● **PROMPT A**:
Answer these questions about the memory routing text, one per line:
(i) What does volatile memory do when it goes to sleep?
(ii) Which three examples of nonvolatile memory are listed?
(iii) Which protocol is called common?

Section 8 – PCB Design: Memory Routing
This is the eighth section in the back-to-school series for PCB Designers and those who may want to know more about it.
- Memory Routing
- What is Random Access Memory?
- Learning About Double Data Rate Dynamic Random Access Memory
- High Bandwidth Memory
- How to Approach Routing of DDR DRAM
Memory routing can easily fill a book but I’ll try to boil it down to a chapter so you don’t fall asleep. There are two basic types that we’ll call volatile and nonvolatile. Volatility has nothing to do with the personality of the chip although some types can be more finicky when it comes to routing rules. Volatile memory is a bit more humanoid in that it forgets everything when it goes to sleep. Non-volatile memory chips remember everything when you wake them up in the morning. Go get a cup of coffee if your eyelids start getting heavy. Here we go!
Tape drives, hard disk drives, and thumb drives are examples of nonvolatile memory. Hard disk drives are still relevant but a lot of their sockets are getting filled with solid state memory chips that are smaller and more efficient. In any case, these devices are marketed based on the number of Megabytes, Gigabytes, or even Terabytes of storage.
In addition to SATA, the devices may converse with the SoC or microcontroller using a “scuzzy” (SCSI) interface. Like any interface that has been around for a while, the Small Computer System Interface has been given a few makeovers. Serial Attached Scuzzy (SAS) is a common protocol.

● **Labeled shape records**:
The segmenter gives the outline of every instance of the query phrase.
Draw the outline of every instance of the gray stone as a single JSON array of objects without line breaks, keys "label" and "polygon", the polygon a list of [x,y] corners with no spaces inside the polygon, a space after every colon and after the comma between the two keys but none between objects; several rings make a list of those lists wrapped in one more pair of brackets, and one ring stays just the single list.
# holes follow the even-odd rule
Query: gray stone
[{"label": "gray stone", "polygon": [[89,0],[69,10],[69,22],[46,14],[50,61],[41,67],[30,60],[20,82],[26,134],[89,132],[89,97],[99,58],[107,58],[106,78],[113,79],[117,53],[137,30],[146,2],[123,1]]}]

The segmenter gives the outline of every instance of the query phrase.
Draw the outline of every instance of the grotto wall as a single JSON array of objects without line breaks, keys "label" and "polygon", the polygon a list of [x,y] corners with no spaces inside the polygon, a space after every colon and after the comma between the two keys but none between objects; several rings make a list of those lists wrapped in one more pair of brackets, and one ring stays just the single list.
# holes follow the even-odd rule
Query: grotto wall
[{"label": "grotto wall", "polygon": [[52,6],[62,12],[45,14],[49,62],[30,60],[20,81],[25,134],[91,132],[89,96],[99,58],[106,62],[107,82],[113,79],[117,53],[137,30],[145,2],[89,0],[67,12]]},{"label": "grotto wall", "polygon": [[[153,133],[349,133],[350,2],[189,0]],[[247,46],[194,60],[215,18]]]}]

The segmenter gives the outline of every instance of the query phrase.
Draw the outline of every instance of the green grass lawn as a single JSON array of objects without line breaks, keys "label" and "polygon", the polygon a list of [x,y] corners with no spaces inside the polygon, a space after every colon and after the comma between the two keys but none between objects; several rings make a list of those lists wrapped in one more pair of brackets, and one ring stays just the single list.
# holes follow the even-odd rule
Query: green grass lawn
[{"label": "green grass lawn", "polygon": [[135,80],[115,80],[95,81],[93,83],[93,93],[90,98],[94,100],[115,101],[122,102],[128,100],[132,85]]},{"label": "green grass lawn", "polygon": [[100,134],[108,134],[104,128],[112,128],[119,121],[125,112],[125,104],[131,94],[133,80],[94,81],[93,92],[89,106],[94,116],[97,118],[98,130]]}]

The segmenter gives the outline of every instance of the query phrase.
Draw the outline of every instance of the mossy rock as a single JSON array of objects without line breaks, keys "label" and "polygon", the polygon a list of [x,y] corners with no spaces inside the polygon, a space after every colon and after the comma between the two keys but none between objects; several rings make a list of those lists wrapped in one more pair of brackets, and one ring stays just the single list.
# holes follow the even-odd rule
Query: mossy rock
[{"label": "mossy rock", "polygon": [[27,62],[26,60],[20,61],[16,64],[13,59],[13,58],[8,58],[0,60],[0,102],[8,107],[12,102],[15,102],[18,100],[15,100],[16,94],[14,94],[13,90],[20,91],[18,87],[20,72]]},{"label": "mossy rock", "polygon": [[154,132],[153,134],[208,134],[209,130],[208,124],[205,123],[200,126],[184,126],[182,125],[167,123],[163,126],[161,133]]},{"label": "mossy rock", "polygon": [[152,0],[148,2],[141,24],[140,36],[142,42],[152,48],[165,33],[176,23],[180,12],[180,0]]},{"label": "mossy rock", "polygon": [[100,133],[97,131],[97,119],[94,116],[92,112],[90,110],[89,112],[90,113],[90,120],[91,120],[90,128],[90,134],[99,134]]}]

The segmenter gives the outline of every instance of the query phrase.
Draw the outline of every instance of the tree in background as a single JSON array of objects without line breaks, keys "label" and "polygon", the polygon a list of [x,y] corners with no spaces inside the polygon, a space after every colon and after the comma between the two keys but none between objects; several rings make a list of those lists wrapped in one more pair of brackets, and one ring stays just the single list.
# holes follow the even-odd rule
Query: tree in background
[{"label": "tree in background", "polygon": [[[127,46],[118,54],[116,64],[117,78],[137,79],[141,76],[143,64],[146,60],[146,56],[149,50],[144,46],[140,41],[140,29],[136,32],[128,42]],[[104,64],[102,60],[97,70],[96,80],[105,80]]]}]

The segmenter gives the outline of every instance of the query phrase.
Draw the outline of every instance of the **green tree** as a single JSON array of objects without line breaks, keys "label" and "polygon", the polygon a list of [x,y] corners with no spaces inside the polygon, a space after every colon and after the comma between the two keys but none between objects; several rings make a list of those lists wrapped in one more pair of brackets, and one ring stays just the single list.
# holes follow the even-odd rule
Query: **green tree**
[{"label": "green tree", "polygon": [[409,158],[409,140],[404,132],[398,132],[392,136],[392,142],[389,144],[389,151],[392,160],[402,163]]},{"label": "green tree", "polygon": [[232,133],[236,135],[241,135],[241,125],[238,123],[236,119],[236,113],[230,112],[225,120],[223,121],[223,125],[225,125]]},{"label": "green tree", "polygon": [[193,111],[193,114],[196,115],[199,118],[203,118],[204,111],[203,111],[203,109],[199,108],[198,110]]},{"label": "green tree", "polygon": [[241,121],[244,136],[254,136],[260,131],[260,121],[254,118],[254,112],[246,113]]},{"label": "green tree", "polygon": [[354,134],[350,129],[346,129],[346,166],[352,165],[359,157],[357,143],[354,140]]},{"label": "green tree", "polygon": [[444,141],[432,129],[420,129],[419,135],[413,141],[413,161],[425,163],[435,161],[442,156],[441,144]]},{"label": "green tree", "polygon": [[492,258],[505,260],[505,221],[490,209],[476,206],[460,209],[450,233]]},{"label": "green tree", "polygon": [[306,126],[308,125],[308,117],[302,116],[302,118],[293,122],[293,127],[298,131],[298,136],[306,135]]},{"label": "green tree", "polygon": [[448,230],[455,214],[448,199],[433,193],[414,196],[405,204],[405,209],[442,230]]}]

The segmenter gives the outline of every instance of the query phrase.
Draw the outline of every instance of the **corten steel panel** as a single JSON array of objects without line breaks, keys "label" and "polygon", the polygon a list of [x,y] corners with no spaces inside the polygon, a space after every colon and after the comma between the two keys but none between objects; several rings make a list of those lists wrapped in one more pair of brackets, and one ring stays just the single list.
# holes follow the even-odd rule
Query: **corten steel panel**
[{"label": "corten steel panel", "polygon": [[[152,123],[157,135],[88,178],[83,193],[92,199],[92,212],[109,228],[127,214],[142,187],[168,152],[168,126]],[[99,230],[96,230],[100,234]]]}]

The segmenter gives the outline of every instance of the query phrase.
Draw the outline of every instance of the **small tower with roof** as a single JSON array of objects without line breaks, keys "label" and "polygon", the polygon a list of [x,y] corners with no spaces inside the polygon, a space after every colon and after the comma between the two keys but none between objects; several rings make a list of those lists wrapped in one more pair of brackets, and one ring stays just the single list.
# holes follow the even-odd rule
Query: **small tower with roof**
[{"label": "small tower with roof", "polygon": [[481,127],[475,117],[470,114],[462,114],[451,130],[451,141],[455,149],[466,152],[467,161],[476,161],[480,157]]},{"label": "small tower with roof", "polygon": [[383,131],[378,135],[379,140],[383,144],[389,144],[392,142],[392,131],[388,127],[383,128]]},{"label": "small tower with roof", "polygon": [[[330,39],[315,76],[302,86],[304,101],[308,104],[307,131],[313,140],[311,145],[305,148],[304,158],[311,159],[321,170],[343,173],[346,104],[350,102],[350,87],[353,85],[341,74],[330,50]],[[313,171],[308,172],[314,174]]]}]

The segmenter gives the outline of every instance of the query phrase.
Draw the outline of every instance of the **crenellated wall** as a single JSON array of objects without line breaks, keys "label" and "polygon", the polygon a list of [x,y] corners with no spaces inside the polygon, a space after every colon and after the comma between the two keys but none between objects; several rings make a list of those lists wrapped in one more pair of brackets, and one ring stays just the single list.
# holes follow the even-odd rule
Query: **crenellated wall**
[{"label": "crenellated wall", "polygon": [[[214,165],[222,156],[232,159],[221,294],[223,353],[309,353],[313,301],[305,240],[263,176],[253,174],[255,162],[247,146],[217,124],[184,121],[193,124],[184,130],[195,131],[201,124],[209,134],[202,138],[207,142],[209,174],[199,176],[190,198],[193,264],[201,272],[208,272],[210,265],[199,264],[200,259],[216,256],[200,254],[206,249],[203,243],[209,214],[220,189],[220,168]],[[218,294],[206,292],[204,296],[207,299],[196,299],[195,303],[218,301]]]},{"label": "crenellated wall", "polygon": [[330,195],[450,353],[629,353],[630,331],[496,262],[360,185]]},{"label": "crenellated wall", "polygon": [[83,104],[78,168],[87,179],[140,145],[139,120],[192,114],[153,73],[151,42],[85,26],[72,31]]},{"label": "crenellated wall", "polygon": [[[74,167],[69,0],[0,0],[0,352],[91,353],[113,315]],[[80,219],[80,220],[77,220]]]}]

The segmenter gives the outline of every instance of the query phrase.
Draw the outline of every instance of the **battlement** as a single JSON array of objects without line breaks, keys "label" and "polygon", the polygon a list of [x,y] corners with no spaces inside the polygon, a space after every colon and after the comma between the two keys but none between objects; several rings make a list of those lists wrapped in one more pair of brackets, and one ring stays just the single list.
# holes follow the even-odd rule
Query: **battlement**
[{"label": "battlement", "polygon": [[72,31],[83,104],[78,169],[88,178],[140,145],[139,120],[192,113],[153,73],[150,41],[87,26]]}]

...

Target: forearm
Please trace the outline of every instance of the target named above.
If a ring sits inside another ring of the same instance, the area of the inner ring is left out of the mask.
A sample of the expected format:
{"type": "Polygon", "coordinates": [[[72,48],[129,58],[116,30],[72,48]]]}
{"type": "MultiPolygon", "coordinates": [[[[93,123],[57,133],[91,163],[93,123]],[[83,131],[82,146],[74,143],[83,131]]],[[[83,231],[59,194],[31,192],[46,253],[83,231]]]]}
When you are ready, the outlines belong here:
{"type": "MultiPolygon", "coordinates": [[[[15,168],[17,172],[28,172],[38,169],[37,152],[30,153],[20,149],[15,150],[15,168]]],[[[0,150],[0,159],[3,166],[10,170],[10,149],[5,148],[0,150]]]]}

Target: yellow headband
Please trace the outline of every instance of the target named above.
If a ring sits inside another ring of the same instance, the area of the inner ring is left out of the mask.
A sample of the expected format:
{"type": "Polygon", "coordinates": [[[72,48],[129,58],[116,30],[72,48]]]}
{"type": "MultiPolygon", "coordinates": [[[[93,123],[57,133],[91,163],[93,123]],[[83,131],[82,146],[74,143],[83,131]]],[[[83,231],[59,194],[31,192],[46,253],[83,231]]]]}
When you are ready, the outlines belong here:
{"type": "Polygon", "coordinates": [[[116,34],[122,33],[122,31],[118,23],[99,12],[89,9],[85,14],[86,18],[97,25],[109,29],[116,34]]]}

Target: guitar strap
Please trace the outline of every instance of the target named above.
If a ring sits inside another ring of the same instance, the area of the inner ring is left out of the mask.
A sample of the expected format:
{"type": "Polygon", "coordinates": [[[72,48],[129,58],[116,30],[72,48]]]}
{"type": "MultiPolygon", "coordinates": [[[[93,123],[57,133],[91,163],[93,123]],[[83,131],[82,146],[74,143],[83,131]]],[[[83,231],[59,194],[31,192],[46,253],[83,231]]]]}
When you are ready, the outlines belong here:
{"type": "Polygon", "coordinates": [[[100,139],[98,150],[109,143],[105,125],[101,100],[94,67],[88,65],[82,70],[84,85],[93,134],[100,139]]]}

● **PROMPT B**: Pull out each line of the entries that contains the string "lawn".

● **SOLUTION A**:
(i) It forgets everything.
(ii) Tape drives, hard disk drives, and thumb drives.
(iii) Serial Attached Scuzzy (SAS).

● **SOLUTION B**:
Draw the outline of every instance of the green grass lawn as a single JSON array of objects without line breaks, keys "label" and "polygon", the polygon a list of [x,y] corners with no spaces inside the polygon, a space after every colon and after the comma between the two keys but none between objects; several rings make a list of those lists wrapped in one more pair of brackets, and one ring stays just the single list.
Query: green grass lawn
[{"label": "green grass lawn", "polygon": [[135,80],[115,80],[95,81],[93,83],[93,93],[90,98],[94,100],[115,101],[122,102],[128,100],[132,85]]},{"label": "green grass lawn", "polygon": [[100,134],[108,134],[104,128],[112,128],[119,121],[125,112],[125,104],[131,94],[133,80],[94,81],[93,92],[89,106],[94,116],[97,118],[98,130]]}]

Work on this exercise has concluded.